THE TASK - Rewrite the listing below, replacing "keypoint" with "marker" throughout and leaving everything else unchanged.

ENTRIES -
· · · ·

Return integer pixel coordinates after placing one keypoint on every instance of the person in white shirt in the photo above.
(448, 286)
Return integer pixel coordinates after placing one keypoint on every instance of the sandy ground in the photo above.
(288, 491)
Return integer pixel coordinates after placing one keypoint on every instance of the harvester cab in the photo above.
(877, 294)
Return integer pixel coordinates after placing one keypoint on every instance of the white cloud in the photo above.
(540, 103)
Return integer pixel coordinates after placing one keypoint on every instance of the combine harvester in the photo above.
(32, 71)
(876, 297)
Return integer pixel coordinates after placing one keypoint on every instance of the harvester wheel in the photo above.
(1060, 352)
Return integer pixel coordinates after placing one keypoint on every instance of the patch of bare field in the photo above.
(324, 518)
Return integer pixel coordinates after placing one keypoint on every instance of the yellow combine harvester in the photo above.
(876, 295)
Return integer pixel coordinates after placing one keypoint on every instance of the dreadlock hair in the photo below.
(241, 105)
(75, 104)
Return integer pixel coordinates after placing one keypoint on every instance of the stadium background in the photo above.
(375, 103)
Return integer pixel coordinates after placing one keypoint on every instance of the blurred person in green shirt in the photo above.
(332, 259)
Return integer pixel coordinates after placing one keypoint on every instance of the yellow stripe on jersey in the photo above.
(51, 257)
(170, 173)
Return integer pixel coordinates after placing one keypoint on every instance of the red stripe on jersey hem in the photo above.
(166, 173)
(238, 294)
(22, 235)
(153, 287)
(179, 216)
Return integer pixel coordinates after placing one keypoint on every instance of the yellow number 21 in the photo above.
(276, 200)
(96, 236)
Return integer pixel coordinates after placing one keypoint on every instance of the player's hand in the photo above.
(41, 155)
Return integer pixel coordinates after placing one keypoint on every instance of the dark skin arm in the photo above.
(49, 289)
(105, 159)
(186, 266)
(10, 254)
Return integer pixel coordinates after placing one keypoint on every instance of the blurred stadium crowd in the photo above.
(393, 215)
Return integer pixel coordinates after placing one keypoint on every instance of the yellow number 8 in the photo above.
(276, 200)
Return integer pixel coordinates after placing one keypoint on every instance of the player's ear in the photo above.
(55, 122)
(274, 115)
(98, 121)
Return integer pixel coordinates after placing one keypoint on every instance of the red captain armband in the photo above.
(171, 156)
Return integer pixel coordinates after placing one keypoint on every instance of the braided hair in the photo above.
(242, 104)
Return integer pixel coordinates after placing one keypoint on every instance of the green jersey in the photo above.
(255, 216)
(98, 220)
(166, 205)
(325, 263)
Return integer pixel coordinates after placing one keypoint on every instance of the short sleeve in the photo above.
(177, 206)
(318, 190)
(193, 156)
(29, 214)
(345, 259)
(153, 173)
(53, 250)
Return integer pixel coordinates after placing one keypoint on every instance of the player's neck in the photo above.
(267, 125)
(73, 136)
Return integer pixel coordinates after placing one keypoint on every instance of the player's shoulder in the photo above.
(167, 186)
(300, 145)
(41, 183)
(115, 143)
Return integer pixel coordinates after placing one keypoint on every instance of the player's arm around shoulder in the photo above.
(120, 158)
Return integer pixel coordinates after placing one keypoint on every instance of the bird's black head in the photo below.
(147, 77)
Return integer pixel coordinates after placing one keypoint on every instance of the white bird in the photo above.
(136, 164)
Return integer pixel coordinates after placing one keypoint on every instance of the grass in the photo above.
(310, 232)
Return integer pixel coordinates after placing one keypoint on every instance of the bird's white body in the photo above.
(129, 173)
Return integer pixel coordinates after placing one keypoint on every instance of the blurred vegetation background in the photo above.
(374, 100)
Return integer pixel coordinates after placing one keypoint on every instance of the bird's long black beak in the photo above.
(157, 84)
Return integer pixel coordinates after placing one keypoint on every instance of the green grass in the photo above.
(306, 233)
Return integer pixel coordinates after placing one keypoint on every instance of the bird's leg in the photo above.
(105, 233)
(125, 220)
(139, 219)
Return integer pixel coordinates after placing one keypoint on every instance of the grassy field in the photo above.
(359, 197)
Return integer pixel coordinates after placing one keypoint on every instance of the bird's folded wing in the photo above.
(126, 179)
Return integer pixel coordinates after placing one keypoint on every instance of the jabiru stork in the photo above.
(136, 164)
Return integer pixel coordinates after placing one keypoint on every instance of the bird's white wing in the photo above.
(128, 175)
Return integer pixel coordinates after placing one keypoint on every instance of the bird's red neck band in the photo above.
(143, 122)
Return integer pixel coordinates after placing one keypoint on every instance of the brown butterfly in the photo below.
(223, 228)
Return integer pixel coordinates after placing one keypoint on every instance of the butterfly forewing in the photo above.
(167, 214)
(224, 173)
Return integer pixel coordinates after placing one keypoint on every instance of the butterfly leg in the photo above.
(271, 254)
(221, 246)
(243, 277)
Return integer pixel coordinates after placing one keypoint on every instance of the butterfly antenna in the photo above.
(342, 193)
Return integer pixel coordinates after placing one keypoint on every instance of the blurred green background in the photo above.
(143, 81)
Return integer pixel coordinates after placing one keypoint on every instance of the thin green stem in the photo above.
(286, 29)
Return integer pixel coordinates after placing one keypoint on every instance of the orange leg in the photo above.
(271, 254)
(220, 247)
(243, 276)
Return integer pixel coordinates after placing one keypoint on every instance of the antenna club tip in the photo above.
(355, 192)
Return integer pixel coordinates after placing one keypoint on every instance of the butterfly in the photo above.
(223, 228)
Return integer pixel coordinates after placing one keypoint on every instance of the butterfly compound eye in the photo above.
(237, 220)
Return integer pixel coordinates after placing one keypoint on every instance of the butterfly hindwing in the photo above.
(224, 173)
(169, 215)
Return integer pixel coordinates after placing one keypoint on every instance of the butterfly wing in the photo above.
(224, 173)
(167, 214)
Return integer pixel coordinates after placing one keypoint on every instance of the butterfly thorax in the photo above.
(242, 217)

· · · ·

RESPONSE TO THIS TASK -
Return integer pixel coordinates after placing one marker on every instance of the person in white shirt in the photo above.
(448, 286)
Return integer pixel coordinates after placing one marker on every instance of the sandy ground in the photo above.
(288, 491)
Return integer pixel coordinates after placing one marker on every instance of the harvester cab in the photo above.
(877, 294)
Return integer pixel coordinates after placing one marker on every instance of the white cloud in the photo above.
(540, 103)
Return integer pixel coordinates after placing one marker on every instance of the combine harvester in the photo above.
(32, 71)
(876, 297)
Return integer pixel coordinates after placing one marker on every instance of the harvester wheel in the photo above.
(1060, 352)
Return integer pixel coordinates after placing one marker on every instance of the patch of bare field in the photo above.
(324, 518)
Return integer pixel coordinates after placing one marker on every instance of the yellow combine harvester in the photo above.
(876, 295)
Return integer pixel coordinates after placing one marker on every instance of the dreadlock hair in the photo below.
(241, 105)
(75, 104)
Return integer pixel coordinates after placing one marker on every instance of the stadium background in the photo above.
(375, 103)
Return integer pixel coordinates after placing one marker on every instance of the blurred person in green shirt in the photo above.
(332, 259)
Return integer pixel coordinates after placing one marker on every instance of the yellow stripe on jersey in the photo above.
(51, 257)
(170, 173)
Return integer pixel coordinates after placing one marker on every instance of the red stripe on jersey hem in the photo above.
(166, 173)
(238, 294)
(22, 235)
(153, 287)
(179, 216)
Return integer pixel coordinates after placing one marker on every instance of the yellow number 21 in the photo above.
(276, 200)
(96, 236)
Return integer pixel coordinates after placing one marker on every instance of the player's hand in the photo above.
(41, 155)
Return integer pixel coordinates after placing one marker on every instance of the dark skin arm in the photo above.
(49, 289)
(105, 159)
(186, 266)
(10, 254)
Return integer pixel coordinates after placing one marker on every instance of the blurred stadium crowd in the photo above.
(393, 215)
Return integer pixel coordinates after placing one marker on every instance of the yellow number 8 in the photo above.
(276, 200)
Return integer pixel coordinates after placing one marker on every instance of the player's ear in the photo above.
(55, 122)
(274, 115)
(98, 121)
Return integer pixel coordinates after placing one marker on every instance of the red captain armband in the photo above.
(171, 156)
Return integer pixel coordinates after placing one marker on every instance of the braided hair in the photo above.
(242, 104)
Return integer pixel coordinates after placing one marker on every instance of the green jersey in the photo above.
(255, 216)
(98, 220)
(166, 205)
(325, 263)
Return integer pixel coordinates after placing one marker on every instance of the short sleeve in the photo above.
(177, 206)
(318, 190)
(193, 156)
(29, 214)
(345, 259)
(153, 173)
(53, 250)
Return integer pixel coordinates after placing one marker on every instance of the player's neck in the photo above.
(267, 125)
(73, 136)
Return integer pixel coordinates after placing one marker on every instance of the player's shoulder in the photo above.
(167, 186)
(300, 145)
(41, 183)
(115, 143)
Return integer pixel coordinates after placing one marker on every instance of the player's arm around shoulder in the photo above.
(120, 158)
Return integer pixel coordinates after placing one marker on every instance of the bird's black head in the photo below.
(147, 77)
Return integer pixel coordinates after placing one marker on every instance of the white bird in the photo above.
(136, 164)
Return integer pixel coordinates after placing one marker on every instance of the grass in the photo above.
(310, 232)
Return integer pixel coordinates after placing one marker on every instance of the bird's white body in the photo above.
(129, 173)
Return integer pixel coordinates after placing one marker on every instance of the blurred vegetation background in the photo above.
(374, 100)
Return integer pixel coordinates after placing one marker on every instance of the bird's long black beak in the photo above.
(157, 84)
Return integer pixel coordinates after placing one marker on every instance of the green grass in the photo above.
(306, 233)
Return integer pixel coordinates after placing one marker on every instance of the bird's leg in the photo above.
(105, 233)
(125, 220)
(139, 219)
Return integer pixel coordinates after placing one marker on every instance of the grassy field in the photo above.
(359, 197)
Return integer pixel coordinates after placing one marker on every instance of the bird's folded wing in the photo above.
(126, 179)
Return integer pixel coordinates after placing one marker on every instance of the jabiru stork in the photo above.
(136, 164)
Return integer pixel coordinates after placing one marker on every instance of the bird's white wing in the photo above.
(128, 175)
Return integer pixel coordinates after placing one marker on every instance of the bird's red neck band in the photo above.
(143, 122)
Return integer pixel coordinates after placing one marker on every instance of the brown butterfly in the photo below.
(223, 228)
Return integer pixel coordinates after placing one marker on every instance of the butterfly forewing in the photo above.
(167, 214)
(224, 173)
Return integer pixel coordinates after placing one marker on every instance of the butterfly leg in the photo above.
(271, 254)
(221, 246)
(243, 277)
Return integer pixel coordinates after placing one marker on every instance of the butterfly antenna in the photo above.
(342, 193)
Return integer pixel coordinates after placing one marker on every instance of the blurred green background in the photo above.
(143, 81)
Return integer pixel coordinates after placing one marker on every instance of the thin green stem in the photo above.
(286, 29)
Return integer pixel coordinates after placing one marker on every instance of the orange leg in the photo above.
(271, 254)
(220, 247)
(243, 276)
Return integer pixel coordinates after placing one marker on every instance of the antenna club tip in the photo above.
(355, 192)
Return integer pixel coordinates after placing one marker on every instance of the butterfly in the photo above.
(223, 228)
Return integer pixel coordinates after placing one marker on every instance of the butterfly compound eye in the photo above.
(237, 220)
Return integer pixel coordinates after placing one marker on every instance of the butterfly hindwing in the photo above.
(224, 173)
(169, 215)
Return integer pixel coordinates after placing one marker on every instance of the butterfly wing in the photo above.
(224, 173)
(167, 214)
Return integer pixel coordinates after placing one marker on every instance of the butterfly thorax in the photo above.
(242, 217)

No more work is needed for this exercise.